--- start Material for this exercise ---
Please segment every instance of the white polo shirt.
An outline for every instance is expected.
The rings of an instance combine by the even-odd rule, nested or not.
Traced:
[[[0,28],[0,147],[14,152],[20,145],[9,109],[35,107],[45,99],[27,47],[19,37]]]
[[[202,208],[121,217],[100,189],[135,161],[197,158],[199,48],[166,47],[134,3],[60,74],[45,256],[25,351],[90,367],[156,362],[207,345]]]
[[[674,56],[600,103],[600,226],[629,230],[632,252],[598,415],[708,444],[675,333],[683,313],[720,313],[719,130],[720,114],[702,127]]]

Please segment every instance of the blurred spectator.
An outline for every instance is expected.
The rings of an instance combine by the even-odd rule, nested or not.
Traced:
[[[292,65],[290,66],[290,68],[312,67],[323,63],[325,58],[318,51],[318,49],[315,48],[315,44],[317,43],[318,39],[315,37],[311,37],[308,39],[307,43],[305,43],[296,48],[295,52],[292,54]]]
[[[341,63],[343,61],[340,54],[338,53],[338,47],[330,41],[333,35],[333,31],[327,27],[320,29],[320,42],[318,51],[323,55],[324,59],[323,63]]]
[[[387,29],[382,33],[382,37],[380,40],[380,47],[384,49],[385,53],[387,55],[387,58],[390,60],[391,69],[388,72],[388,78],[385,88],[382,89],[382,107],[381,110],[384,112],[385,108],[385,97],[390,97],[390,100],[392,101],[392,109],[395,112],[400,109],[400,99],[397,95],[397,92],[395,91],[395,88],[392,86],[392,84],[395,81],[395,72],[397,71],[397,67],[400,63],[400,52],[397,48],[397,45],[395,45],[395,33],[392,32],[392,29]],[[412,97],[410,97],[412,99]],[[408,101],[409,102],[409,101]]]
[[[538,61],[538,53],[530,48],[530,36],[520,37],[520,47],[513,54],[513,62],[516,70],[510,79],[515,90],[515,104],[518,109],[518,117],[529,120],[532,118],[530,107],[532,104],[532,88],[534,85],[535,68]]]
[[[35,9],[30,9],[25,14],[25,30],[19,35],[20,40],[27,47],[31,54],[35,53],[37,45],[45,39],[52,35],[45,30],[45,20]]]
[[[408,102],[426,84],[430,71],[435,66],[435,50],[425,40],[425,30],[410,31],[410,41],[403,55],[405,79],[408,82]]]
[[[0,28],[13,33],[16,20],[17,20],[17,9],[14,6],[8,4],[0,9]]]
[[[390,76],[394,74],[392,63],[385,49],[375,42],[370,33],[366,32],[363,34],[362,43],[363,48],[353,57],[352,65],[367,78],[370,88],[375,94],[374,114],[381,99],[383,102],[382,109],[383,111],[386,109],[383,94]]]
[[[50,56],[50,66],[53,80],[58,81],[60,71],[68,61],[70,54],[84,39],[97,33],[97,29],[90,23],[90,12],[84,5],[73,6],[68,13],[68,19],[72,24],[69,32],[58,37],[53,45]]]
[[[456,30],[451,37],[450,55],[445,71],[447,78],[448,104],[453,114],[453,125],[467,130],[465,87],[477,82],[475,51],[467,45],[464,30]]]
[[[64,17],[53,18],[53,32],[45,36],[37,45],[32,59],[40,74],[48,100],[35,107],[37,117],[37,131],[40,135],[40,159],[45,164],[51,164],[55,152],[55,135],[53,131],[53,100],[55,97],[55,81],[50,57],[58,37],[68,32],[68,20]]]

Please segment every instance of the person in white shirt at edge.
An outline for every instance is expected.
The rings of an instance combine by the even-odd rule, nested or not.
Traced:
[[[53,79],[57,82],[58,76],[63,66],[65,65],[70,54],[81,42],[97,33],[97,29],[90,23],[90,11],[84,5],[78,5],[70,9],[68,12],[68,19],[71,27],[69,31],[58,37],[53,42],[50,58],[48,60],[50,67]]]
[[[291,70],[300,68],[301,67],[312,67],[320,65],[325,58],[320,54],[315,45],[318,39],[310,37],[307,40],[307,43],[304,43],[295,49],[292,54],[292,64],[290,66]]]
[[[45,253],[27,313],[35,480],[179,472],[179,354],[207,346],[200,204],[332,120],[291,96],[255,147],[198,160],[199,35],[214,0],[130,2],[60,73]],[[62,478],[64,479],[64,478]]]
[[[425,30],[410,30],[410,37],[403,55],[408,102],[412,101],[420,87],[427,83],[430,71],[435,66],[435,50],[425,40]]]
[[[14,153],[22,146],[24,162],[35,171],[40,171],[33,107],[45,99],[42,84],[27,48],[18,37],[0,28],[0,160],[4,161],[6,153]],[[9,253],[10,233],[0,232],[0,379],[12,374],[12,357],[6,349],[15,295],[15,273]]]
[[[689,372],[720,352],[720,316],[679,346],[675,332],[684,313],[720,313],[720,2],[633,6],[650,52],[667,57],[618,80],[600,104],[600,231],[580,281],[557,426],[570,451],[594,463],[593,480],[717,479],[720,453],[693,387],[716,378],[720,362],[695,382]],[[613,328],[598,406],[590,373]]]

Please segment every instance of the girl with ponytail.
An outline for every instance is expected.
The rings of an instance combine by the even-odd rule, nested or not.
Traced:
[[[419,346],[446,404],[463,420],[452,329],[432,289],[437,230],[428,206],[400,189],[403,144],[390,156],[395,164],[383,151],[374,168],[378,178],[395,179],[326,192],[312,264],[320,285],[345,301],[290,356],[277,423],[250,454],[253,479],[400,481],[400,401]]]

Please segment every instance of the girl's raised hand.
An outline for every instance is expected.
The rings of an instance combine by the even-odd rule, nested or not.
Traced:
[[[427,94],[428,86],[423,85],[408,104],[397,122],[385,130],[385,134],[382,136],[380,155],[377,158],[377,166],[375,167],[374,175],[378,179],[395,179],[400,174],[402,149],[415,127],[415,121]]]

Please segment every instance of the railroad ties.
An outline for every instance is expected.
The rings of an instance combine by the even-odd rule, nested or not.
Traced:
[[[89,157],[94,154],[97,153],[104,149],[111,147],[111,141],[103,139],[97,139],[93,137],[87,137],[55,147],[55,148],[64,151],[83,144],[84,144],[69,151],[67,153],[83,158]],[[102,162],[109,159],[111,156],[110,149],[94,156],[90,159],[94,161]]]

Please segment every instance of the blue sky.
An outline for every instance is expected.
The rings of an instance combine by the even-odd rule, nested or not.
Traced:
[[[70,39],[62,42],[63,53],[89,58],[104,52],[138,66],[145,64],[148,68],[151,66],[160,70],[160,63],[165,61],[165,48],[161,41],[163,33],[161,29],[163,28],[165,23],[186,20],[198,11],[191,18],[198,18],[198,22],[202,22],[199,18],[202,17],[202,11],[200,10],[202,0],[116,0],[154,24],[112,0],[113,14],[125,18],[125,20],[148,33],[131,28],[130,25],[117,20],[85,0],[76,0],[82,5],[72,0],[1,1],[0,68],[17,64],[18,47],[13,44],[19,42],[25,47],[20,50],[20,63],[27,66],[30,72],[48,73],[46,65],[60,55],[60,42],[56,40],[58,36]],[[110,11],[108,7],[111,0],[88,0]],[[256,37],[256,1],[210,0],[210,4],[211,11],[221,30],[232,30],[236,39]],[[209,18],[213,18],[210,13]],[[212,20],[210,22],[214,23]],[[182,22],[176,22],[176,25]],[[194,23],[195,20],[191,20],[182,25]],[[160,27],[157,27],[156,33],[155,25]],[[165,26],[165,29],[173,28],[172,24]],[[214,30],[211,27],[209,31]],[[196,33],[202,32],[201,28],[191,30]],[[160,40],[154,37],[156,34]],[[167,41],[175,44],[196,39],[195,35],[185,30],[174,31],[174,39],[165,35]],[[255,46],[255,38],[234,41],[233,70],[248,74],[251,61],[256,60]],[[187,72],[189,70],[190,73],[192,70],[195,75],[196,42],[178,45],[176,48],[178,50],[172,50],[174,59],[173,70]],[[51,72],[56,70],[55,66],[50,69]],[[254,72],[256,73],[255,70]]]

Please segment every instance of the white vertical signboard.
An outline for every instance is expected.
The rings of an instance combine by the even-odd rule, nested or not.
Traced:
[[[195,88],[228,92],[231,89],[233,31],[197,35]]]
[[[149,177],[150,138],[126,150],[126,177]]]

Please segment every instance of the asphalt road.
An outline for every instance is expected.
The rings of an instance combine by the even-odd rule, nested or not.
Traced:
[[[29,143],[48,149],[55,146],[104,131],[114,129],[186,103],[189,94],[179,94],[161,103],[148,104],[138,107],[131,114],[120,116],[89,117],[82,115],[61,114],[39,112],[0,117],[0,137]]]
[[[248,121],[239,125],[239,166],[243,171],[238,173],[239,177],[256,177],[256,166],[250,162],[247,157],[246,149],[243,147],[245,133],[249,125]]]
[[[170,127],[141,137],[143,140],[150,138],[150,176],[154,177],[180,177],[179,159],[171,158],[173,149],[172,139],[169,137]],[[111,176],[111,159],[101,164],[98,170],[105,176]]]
--- end Material for this exercise ---
:: Short task ::
Rewrite the lines from the one containing "Please segment every instance of the white vertical" through the end of the records, changing "asphalt road" to "paved street" and leaving everything else unchanged.

:: Exercise response ::
Please segment every instance of the white vertical signboard.
An outline for every instance is expected.
The rings of an instance combine by the even-odd rule, nested or not.
Traced:
[[[195,88],[228,92],[231,89],[233,31],[197,35]]]
[[[149,177],[150,138],[126,150],[126,177]]]

Please segment every instance of the paved street.
An outline for every instance is expected.
The rings of an instance combine by the even-odd rule, nested or not.
Traced:
[[[29,143],[48,149],[55,146],[104,131],[114,129],[186,103],[189,94],[179,94],[161,103],[148,104],[138,107],[131,114],[120,116],[89,117],[82,115],[61,114],[39,112],[0,117],[0,137]]]
[[[248,121],[239,125],[239,166],[243,171],[238,173],[239,177],[256,177],[256,166],[250,162],[247,157],[246,149],[243,147],[245,133],[249,125]]]
[[[170,127],[141,137],[143,140],[150,138],[150,176],[154,177],[180,177],[179,159],[171,158],[173,149],[172,139],[169,137]],[[111,176],[111,159],[101,164],[98,170],[105,176]]]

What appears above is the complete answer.